• _SHORT EXERCISE_
Put all the rows below into a Markdown table with the columns "No." and "Line", numbering each line and skipping blank lines. Leave the pictures out.

• _MATERIAL SUPPLIED_
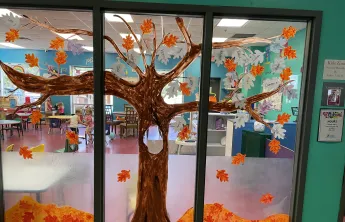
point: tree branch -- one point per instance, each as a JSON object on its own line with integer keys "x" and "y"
{"x": 87, "y": 33}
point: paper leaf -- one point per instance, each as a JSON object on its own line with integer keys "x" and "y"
{"x": 257, "y": 57}
{"x": 240, "y": 120}
{"x": 230, "y": 80}
{"x": 220, "y": 56}
{"x": 278, "y": 44}
{"x": 75, "y": 47}
{"x": 178, "y": 124}
{"x": 179, "y": 52}
{"x": 163, "y": 54}
{"x": 265, "y": 107}
{"x": 11, "y": 20}
{"x": 278, "y": 65}
{"x": 248, "y": 81}
{"x": 278, "y": 131}
{"x": 118, "y": 68}
{"x": 172, "y": 89}
{"x": 290, "y": 92}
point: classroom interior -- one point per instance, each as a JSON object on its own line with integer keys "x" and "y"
{"x": 266, "y": 171}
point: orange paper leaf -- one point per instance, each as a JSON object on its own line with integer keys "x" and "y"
{"x": 12, "y": 35}
{"x": 128, "y": 43}
{"x": 289, "y": 32}
{"x": 238, "y": 159}
{"x": 257, "y": 70}
{"x": 283, "y": 118}
{"x": 31, "y": 60}
{"x": 289, "y": 52}
{"x": 230, "y": 65}
{"x": 25, "y": 152}
{"x": 28, "y": 217}
{"x": 266, "y": 198}
{"x": 60, "y": 57}
{"x": 286, "y": 73}
{"x": 184, "y": 133}
{"x": 123, "y": 176}
{"x": 222, "y": 175}
{"x": 57, "y": 43}
{"x": 147, "y": 26}
{"x": 36, "y": 116}
{"x": 274, "y": 146}
{"x": 185, "y": 89}
{"x": 170, "y": 40}
{"x": 72, "y": 137}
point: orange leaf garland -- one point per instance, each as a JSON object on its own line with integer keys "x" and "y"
{"x": 289, "y": 52}
{"x": 184, "y": 133}
{"x": 123, "y": 176}
{"x": 25, "y": 152}
{"x": 266, "y": 198}
{"x": 238, "y": 159}
{"x": 36, "y": 116}
{"x": 147, "y": 26}
{"x": 257, "y": 70}
{"x": 12, "y": 35}
{"x": 283, "y": 118}
{"x": 57, "y": 43}
{"x": 170, "y": 40}
{"x": 185, "y": 89}
{"x": 286, "y": 73}
{"x": 230, "y": 65}
{"x": 61, "y": 57}
{"x": 128, "y": 43}
{"x": 289, "y": 32}
{"x": 31, "y": 60}
{"x": 222, "y": 175}
{"x": 72, "y": 137}
{"x": 274, "y": 146}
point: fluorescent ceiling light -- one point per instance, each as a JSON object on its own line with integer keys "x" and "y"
{"x": 4, "y": 11}
{"x": 88, "y": 48}
{"x": 219, "y": 39}
{"x": 232, "y": 22}
{"x": 69, "y": 36}
{"x": 11, "y": 45}
{"x": 123, "y": 35}
{"x": 111, "y": 18}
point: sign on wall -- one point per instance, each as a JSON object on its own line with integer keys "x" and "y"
{"x": 334, "y": 69}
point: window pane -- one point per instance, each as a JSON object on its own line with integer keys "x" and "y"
{"x": 150, "y": 112}
{"x": 47, "y": 170}
{"x": 254, "y": 89}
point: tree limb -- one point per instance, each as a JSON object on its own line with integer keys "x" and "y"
{"x": 87, "y": 33}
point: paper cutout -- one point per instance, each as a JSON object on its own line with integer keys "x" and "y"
{"x": 278, "y": 131}
{"x": 163, "y": 54}
{"x": 179, "y": 123}
{"x": 220, "y": 56}
{"x": 222, "y": 175}
{"x": 123, "y": 176}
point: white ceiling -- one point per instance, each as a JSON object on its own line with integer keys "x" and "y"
{"x": 83, "y": 20}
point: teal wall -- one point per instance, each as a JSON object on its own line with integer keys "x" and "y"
{"x": 326, "y": 161}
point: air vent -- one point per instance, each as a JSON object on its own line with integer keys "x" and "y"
{"x": 241, "y": 36}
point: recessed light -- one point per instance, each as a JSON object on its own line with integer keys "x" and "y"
{"x": 123, "y": 35}
{"x": 111, "y": 18}
{"x": 4, "y": 11}
{"x": 69, "y": 36}
{"x": 232, "y": 22}
{"x": 88, "y": 48}
{"x": 11, "y": 45}
{"x": 218, "y": 39}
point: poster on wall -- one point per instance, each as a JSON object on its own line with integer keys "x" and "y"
{"x": 269, "y": 85}
{"x": 333, "y": 94}
{"x": 331, "y": 125}
{"x": 334, "y": 69}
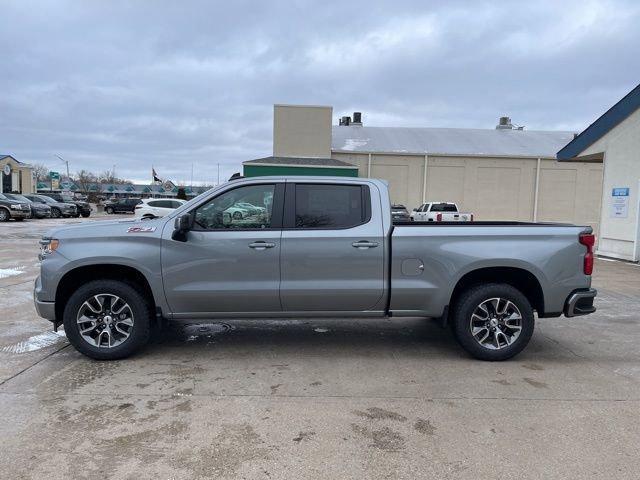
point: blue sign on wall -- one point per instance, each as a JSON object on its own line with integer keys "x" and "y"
{"x": 620, "y": 192}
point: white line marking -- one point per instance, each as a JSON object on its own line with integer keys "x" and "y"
{"x": 36, "y": 342}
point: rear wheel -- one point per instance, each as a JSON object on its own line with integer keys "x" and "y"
{"x": 493, "y": 322}
{"x": 107, "y": 320}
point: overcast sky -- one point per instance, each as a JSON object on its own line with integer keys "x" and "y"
{"x": 174, "y": 83}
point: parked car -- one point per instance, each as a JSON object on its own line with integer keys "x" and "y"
{"x": 324, "y": 247}
{"x": 38, "y": 210}
{"x": 83, "y": 208}
{"x": 122, "y": 205}
{"x": 15, "y": 209}
{"x": 440, "y": 212}
{"x": 399, "y": 212}
{"x": 156, "y": 207}
{"x": 58, "y": 209}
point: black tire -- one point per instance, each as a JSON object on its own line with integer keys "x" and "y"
{"x": 142, "y": 315}
{"x": 471, "y": 299}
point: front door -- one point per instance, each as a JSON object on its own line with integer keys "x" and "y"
{"x": 230, "y": 260}
{"x": 332, "y": 249}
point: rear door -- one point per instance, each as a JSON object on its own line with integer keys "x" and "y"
{"x": 332, "y": 248}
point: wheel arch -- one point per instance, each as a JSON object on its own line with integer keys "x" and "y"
{"x": 78, "y": 276}
{"x": 519, "y": 278}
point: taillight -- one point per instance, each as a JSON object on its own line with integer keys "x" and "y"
{"x": 588, "y": 240}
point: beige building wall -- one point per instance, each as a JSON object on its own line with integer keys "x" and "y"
{"x": 22, "y": 177}
{"x": 302, "y": 131}
{"x": 491, "y": 188}
{"x": 620, "y": 148}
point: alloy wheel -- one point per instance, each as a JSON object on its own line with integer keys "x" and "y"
{"x": 496, "y": 323}
{"x": 105, "y": 320}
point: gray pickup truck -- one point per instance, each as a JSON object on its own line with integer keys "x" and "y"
{"x": 309, "y": 247}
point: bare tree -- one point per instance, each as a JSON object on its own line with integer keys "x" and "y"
{"x": 42, "y": 171}
{"x": 84, "y": 179}
{"x": 108, "y": 177}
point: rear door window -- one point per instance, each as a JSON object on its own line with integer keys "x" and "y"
{"x": 444, "y": 207}
{"x": 330, "y": 206}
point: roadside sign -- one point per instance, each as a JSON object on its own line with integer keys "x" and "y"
{"x": 619, "y": 202}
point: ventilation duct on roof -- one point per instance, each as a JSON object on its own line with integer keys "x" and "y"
{"x": 505, "y": 124}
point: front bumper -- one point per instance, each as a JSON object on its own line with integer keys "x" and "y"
{"x": 70, "y": 211}
{"x": 41, "y": 213}
{"x": 44, "y": 309}
{"x": 580, "y": 302}
{"x": 20, "y": 213}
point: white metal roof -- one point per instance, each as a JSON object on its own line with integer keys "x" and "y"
{"x": 449, "y": 141}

• _WORKED ANSWER_
| No. | Line |
|---|---|
| 1 | point: tree branch -- one point per instance, each as a JSON object on its own line with integer keys "x" and "y" |
| 2 | {"x": 87, "y": 33} |
| 3 | point: paper leaf -- one point per instance, each as a JSON object on its own line with integer keys "x" and "y" |
| 4 | {"x": 257, "y": 57} |
| 5 | {"x": 240, "y": 120} |
| 6 | {"x": 230, "y": 80} |
| 7 | {"x": 220, "y": 56} |
| 8 | {"x": 278, "y": 44} |
| 9 | {"x": 75, "y": 47} |
| 10 | {"x": 178, "y": 124} |
| 11 | {"x": 179, "y": 52} |
| 12 | {"x": 163, "y": 54} |
| 13 | {"x": 265, "y": 107} |
| 14 | {"x": 11, "y": 20} |
| 15 | {"x": 278, "y": 65} |
| 16 | {"x": 248, "y": 81} |
| 17 | {"x": 278, "y": 131} |
| 18 | {"x": 118, "y": 68} |
| 19 | {"x": 172, "y": 89} |
| 20 | {"x": 290, "y": 92} |
| 21 | point: classroom interior -- one point per instance, each as a JSON object on its own line with integer keys "x" and "y" |
| 22 | {"x": 266, "y": 171} |
| 23 | point: orange paper leaf -- one point per instance, each as a JSON object on its own line with integer keys "x" and "y" |
| 24 | {"x": 12, "y": 35} |
| 25 | {"x": 128, "y": 43} |
| 26 | {"x": 289, "y": 32} |
| 27 | {"x": 238, "y": 159} |
| 28 | {"x": 257, "y": 70} |
| 29 | {"x": 283, "y": 118} |
| 30 | {"x": 31, "y": 60} |
| 31 | {"x": 289, "y": 52} |
| 32 | {"x": 230, "y": 65} |
| 33 | {"x": 25, "y": 152} |
| 34 | {"x": 28, "y": 217} |
| 35 | {"x": 266, "y": 198} |
| 36 | {"x": 60, "y": 57} |
| 37 | {"x": 286, "y": 73} |
| 38 | {"x": 184, "y": 133} |
| 39 | {"x": 123, "y": 176} |
| 40 | {"x": 222, "y": 175} |
| 41 | {"x": 57, "y": 43} |
| 42 | {"x": 147, "y": 26} |
| 43 | {"x": 36, "y": 116} |
| 44 | {"x": 274, "y": 146} |
| 45 | {"x": 185, "y": 89} |
| 46 | {"x": 170, "y": 40} |
| 47 | {"x": 72, "y": 137} |
| 48 | point: orange leaf garland -- one point per instance, each as a JSON object on its own line with integer keys "x" and "y" |
| 49 | {"x": 289, "y": 52} |
| 50 | {"x": 184, "y": 133} |
| 51 | {"x": 123, "y": 176} |
| 52 | {"x": 25, "y": 152} |
| 53 | {"x": 266, "y": 198} |
| 54 | {"x": 238, "y": 159} |
| 55 | {"x": 36, "y": 116} |
| 56 | {"x": 147, "y": 26} |
| 57 | {"x": 257, "y": 70} |
| 58 | {"x": 12, "y": 35} |
| 59 | {"x": 283, "y": 118} |
| 60 | {"x": 57, "y": 43} |
| 61 | {"x": 170, "y": 40} |
| 62 | {"x": 185, "y": 89} |
| 63 | {"x": 286, "y": 73} |
| 64 | {"x": 230, "y": 65} |
| 65 | {"x": 61, "y": 57} |
| 66 | {"x": 128, "y": 43} |
| 67 | {"x": 289, "y": 32} |
| 68 | {"x": 31, "y": 60} |
| 69 | {"x": 222, "y": 175} |
| 70 | {"x": 72, "y": 137} |
| 71 | {"x": 274, "y": 146} |
| 72 | point: fluorescent ceiling light -- one point per instance, each as a JSON object on its own line with integer keys "x" and "y" |
| 73 | {"x": 4, "y": 11} |
| 74 | {"x": 88, "y": 48} |
| 75 | {"x": 219, "y": 39} |
| 76 | {"x": 232, "y": 22} |
| 77 | {"x": 69, "y": 36} |
| 78 | {"x": 11, "y": 45} |
| 79 | {"x": 123, "y": 35} |
| 80 | {"x": 111, "y": 18} |
| 81 | point: sign on wall -- one point per instance, each as a JSON object on its own line with integer keys "x" and "y" |
| 82 | {"x": 334, "y": 69} |
| 83 | point: window pane -- one point per instance, each as a JSON object on its own line with integer keys "x" and "y" |
| 84 | {"x": 150, "y": 112} |
| 85 | {"x": 47, "y": 170} |
| 86 | {"x": 254, "y": 89} |
| 87 | point: tree limb -- one point per instance, each as a JSON object on its own line with integer keys "x" and "y" |
| 88 | {"x": 87, "y": 33} |
| 89 | point: paper cutout -- one point per instance, each as a JSON object on its own line with integer keys "x" and "y" |
| 90 | {"x": 278, "y": 131} |
| 91 | {"x": 163, "y": 54} |
| 92 | {"x": 179, "y": 123} |
| 93 | {"x": 220, "y": 56} |
| 94 | {"x": 222, "y": 175} |
| 95 | {"x": 123, "y": 176} |
| 96 | point: white ceiling -- one point per instance, each as a JSON object on its own line with integer keys "x" and "y" |
| 97 | {"x": 83, "y": 20} |
| 98 | point: teal wall -- one point per instance, each as a JSON object on its own line with integer keys "x" and "y" |
| 99 | {"x": 326, "y": 161} |
| 100 | point: air vent -- one point per instance, each as a JSON object on its own line with integer keys "x" and "y" |
| 101 | {"x": 241, "y": 36} |
| 102 | point: recessed light -- one point per instance, each as a JSON object on its own line with integer keys "x" and "y" |
| 103 | {"x": 123, "y": 35} |
| 104 | {"x": 111, "y": 18} |
| 105 | {"x": 4, "y": 11} |
| 106 | {"x": 69, "y": 36} |
| 107 | {"x": 232, "y": 22} |
| 108 | {"x": 88, "y": 48} |
| 109 | {"x": 11, "y": 45} |
| 110 | {"x": 218, "y": 39} |
| 111 | point: poster on wall -- one point per instance, each as a JSON object on its own line with integer keys "x" and "y" |
| 112 | {"x": 269, "y": 85} |
| 113 | {"x": 333, "y": 94} |
| 114 | {"x": 331, "y": 125} |
| 115 | {"x": 334, "y": 69} |
| 116 | point: blue sign on wall -- one point per instance, each as a JSON object on its own line with integer keys "x" and "y" |
| 117 | {"x": 620, "y": 192} |
| 118 | point: white line marking -- one point per instance, each as a JSON object on its own line with integer keys "x" and "y" |
| 119 | {"x": 36, "y": 342} |
| 120 | point: rear wheel -- one point per instance, each as a JSON object on its own line with integer keys "x" and "y" |
| 121 | {"x": 493, "y": 322} |
| 122 | {"x": 107, "y": 320} |
| 123 | point: overcast sky -- one point per instance, each as a JSON object on its own line with integer keys "x" and "y" |
| 124 | {"x": 174, "y": 83} |
| 125 | point: parked car -- one point per instance, each as a JSON object on its own line with integer keys "x" and "y" |
| 126 | {"x": 324, "y": 247} |
| 127 | {"x": 38, "y": 210} |
| 128 | {"x": 83, "y": 208} |
| 129 | {"x": 122, "y": 205} |
| 130 | {"x": 15, "y": 209} |
| 131 | {"x": 440, "y": 212} |
| 132 | {"x": 399, "y": 212} |
| 133 | {"x": 156, "y": 207} |
| 134 | {"x": 58, "y": 209} |
| 135 | point: black tire -- one point per instance, each as a JSON object on its own line with integer keys "x" and "y" |
| 136 | {"x": 142, "y": 315} |
| 137 | {"x": 471, "y": 299} |
| 138 | point: front door -- one point per instance, each as a JSON object on its own line with integer keys "x" and "y" |
| 139 | {"x": 230, "y": 260} |
| 140 | {"x": 332, "y": 249} |
| 141 | point: rear door -- one point per instance, each as a JSON object on its own line with integer keys "x" and "y" |
| 142 | {"x": 332, "y": 248} |
| 143 | point: wheel arch -- one point per instance, each as a JSON object on its own line with integer keys "x" and "y" |
| 144 | {"x": 78, "y": 276} |
| 145 | {"x": 519, "y": 278} |
| 146 | point: taillight -- one point per instance, each as a JSON object on its own line with integer keys "x" and "y" |
| 147 | {"x": 588, "y": 240} |
| 148 | point: beige building wall -- one point per instance, each as a JSON object on its own line with integer keys "x" and "y" |
| 149 | {"x": 22, "y": 177} |
| 150 | {"x": 302, "y": 131} |
| 151 | {"x": 491, "y": 188} |
| 152 | {"x": 620, "y": 148} |
| 153 | point: alloy wheel -- one point per instance, each as a JSON object on its own line with integer keys "x" and "y" |
| 154 | {"x": 496, "y": 323} |
| 155 | {"x": 105, "y": 320} |
| 156 | point: gray pickup truck -- one point per instance, each as a JSON object on its own line with integer keys "x" and "y" |
| 157 | {"x": 309, "y": 247} |
| 158 | point: bare tree -- one point per instance, each as a JSON object on its own line with integer keys "x" and "y" |
| 159 | {"x": 42, "y": 171} |
| 160 | {"x": 84, "y": 179} |
| 161 | {"x": 108, "y": 177} |
| 162 | point: rear door window -- one point per instance, each as a JSON object on its own line with integer keys "x" and "y" |
| 163 | {"x": 444, "y": 207} |
| 164 | {"x": 330, "y": 206} |
| 165 | point: roadside sign -- one point per instance, each as a JSON object on its own line with integer keys "x" and "y" |
| 166 | {"x": 619, "y": 202} |
| 167 | point: ventilation duct on roof -- one point per instance, each as a JSON object on its own line with integer keys "x" and "y" |
| 168 | {"x": 505, "y": 124} |
| 169 | point: front bumper -- one point per instance, each as a JSON object on its own line with integer keys "x" and "y" |
| 170 | {"x": 70, "y": 211} |
| 171 | {"x": 41, "y": 213} |
| 172 | {"x": 44, "y": 309} |
| 173 | {"x": 580, "y": 302} |
| 174 | {"x": 20, "y": 213} |
| 175 | point: white metal roof -- one point per instance, each as a JSON object on its own line with integer keys "x" and "y" |
| 176 | {"x": 449, "y": 141} |